**STATED PROBLEM:** Return each line from the entries below that contains the string "lace", copied in full. Matching is case-sensitive.

**RECORDS TO USE:**

↓

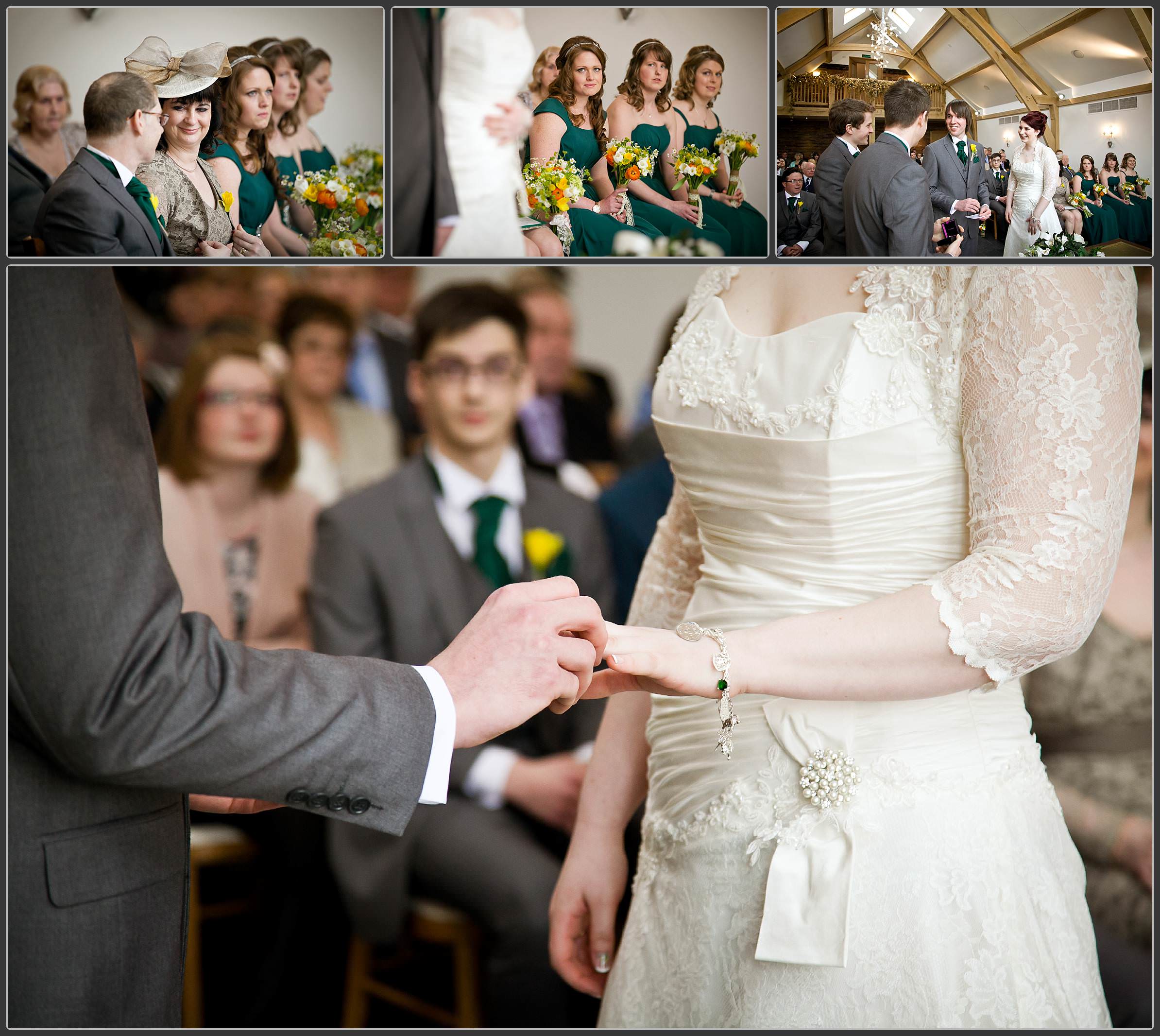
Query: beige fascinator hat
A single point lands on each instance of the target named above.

↑
↓

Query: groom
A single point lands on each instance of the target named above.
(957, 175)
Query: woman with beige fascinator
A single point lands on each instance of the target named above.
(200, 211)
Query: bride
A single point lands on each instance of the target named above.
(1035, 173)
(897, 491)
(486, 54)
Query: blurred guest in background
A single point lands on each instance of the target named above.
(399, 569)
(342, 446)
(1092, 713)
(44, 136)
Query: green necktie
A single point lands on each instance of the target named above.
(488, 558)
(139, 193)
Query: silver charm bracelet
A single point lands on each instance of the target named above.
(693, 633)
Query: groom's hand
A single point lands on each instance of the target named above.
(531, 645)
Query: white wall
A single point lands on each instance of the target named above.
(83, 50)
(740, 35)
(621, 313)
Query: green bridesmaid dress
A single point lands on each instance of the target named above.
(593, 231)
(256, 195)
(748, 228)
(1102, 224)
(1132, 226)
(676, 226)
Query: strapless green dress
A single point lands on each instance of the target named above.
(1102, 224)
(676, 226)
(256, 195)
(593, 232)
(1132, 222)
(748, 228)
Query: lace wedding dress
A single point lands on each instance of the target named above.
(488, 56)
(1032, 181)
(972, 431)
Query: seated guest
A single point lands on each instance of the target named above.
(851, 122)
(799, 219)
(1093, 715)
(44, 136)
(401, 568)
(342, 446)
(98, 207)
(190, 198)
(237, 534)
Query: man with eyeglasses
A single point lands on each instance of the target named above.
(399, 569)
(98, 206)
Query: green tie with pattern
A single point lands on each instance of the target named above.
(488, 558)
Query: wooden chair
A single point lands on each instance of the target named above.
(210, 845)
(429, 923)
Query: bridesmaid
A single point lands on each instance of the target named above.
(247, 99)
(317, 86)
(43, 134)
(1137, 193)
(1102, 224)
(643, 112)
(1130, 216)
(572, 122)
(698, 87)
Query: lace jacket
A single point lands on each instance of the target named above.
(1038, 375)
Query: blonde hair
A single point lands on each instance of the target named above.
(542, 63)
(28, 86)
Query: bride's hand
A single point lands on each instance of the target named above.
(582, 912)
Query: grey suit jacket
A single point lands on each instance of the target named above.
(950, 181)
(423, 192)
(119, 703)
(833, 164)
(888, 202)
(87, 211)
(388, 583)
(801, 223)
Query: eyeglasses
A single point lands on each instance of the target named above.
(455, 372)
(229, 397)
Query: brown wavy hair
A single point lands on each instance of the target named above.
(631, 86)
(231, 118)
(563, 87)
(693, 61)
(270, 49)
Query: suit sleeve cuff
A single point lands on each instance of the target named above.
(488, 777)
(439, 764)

↑

**ANSWER BELOW:**
Query: lace wedding dress
Query: lace jacket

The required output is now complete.